** GIVEN INSTRUCTION **
Show each line of the material below that contains the string "stake". Matching is case-sensitive.

** Dataset items **

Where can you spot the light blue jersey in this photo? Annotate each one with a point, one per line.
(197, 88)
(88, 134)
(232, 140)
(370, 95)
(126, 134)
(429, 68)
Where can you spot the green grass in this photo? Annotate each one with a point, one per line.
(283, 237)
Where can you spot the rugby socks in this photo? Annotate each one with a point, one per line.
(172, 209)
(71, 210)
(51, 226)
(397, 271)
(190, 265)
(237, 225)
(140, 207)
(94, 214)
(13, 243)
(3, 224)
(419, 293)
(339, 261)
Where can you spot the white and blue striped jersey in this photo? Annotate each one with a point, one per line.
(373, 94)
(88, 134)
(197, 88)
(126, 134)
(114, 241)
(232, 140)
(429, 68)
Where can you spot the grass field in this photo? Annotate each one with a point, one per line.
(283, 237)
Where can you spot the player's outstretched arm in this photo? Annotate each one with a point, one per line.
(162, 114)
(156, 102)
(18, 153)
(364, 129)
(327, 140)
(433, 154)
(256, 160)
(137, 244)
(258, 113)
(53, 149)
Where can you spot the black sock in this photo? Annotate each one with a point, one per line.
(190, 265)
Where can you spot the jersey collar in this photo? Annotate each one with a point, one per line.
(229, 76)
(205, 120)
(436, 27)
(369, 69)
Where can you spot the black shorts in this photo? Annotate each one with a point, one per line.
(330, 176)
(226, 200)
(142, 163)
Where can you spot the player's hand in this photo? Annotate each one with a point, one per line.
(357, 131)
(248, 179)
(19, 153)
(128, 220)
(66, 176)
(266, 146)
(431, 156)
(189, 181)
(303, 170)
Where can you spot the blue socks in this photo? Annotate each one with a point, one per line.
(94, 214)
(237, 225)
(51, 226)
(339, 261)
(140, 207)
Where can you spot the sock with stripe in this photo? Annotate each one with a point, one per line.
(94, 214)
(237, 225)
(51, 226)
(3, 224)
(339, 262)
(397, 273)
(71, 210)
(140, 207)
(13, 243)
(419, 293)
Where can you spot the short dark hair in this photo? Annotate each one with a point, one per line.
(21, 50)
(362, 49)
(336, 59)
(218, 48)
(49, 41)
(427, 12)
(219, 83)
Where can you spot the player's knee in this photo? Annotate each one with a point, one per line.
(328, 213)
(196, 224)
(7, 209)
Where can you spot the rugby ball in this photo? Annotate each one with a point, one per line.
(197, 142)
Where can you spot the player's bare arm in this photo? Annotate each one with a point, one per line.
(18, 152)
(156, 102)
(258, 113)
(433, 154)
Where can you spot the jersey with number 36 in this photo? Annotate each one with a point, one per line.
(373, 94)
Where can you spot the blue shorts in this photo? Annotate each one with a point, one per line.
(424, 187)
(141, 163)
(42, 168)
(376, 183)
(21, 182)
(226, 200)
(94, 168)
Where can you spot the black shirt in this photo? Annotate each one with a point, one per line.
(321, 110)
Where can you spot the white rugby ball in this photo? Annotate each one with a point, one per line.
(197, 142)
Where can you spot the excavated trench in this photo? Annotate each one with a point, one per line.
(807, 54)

* * *

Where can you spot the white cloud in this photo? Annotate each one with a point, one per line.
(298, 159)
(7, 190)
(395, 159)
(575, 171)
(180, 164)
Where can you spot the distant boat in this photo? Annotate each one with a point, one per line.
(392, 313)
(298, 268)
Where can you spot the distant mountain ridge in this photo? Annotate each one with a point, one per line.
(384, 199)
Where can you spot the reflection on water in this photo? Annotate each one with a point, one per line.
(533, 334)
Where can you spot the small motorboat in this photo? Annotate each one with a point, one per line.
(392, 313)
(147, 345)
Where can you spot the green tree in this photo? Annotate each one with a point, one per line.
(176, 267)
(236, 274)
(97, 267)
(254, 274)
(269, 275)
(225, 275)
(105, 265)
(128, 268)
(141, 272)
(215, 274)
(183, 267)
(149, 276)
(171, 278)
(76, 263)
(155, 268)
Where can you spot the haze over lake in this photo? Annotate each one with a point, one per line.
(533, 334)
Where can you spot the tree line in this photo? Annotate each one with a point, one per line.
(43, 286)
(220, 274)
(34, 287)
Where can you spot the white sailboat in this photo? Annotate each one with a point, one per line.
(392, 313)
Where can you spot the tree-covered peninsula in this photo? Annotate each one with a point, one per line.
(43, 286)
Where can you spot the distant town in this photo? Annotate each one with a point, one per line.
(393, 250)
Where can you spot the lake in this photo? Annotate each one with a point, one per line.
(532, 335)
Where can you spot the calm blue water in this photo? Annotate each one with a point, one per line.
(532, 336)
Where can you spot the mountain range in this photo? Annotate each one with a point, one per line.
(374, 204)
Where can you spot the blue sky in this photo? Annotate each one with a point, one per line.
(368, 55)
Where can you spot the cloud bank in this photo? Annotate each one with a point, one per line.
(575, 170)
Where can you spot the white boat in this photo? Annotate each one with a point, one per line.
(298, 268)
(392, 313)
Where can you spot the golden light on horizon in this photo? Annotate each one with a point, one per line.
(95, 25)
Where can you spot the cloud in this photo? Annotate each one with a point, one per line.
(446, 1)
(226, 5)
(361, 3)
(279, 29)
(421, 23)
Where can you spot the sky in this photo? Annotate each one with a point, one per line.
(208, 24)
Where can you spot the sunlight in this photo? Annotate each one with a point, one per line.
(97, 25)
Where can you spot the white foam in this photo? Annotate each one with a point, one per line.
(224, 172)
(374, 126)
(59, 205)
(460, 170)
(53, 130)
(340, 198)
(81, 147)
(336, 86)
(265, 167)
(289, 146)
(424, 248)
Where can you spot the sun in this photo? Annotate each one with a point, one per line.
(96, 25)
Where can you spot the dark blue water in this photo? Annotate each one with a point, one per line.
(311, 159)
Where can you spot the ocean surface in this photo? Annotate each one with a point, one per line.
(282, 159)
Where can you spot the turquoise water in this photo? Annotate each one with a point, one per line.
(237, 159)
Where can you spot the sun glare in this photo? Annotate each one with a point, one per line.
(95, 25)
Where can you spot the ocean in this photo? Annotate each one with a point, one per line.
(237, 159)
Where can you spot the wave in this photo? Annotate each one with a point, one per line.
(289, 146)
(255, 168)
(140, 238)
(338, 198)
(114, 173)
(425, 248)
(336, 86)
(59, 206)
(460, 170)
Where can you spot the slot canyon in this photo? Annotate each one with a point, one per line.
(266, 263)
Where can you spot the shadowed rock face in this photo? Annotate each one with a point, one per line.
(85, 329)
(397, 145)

---

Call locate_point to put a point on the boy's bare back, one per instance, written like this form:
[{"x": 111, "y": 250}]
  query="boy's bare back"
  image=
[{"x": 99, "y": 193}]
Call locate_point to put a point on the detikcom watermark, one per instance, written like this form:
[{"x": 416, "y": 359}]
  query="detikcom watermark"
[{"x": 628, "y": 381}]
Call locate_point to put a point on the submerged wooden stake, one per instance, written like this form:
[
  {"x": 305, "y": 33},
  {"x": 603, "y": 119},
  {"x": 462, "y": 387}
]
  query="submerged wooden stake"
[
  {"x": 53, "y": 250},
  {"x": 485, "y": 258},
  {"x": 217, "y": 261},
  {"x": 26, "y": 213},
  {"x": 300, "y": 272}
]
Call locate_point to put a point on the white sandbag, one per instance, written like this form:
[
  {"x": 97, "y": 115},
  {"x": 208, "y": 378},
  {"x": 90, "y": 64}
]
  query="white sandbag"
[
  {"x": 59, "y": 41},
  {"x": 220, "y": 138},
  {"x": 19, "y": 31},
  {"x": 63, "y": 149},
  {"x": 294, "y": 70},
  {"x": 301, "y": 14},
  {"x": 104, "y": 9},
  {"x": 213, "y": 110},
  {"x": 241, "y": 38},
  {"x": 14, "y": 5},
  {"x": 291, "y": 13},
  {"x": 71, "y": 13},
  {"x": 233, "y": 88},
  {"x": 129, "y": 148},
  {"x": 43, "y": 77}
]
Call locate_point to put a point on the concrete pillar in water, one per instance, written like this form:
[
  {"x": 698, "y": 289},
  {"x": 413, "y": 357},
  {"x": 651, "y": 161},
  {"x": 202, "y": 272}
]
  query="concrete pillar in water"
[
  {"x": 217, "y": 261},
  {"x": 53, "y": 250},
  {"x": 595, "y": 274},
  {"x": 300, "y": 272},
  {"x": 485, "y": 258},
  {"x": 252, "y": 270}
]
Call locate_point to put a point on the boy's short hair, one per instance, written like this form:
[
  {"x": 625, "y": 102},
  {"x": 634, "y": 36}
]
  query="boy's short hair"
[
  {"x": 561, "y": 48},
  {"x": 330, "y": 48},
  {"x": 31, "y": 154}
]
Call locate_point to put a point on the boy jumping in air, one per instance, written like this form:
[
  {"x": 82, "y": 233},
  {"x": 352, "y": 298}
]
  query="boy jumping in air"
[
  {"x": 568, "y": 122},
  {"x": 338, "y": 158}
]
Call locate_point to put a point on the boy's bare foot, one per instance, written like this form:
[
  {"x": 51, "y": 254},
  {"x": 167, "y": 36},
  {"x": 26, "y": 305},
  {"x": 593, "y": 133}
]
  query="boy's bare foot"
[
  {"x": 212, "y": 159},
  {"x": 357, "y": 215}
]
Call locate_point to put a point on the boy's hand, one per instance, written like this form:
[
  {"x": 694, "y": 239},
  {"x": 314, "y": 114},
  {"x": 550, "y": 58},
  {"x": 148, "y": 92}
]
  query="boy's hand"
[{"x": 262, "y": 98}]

** WRITTEN ANSWER **
Call locate_point to put a point on the submerged wooden stake, one per instance, written like this form:
  query="submerged wooden stake"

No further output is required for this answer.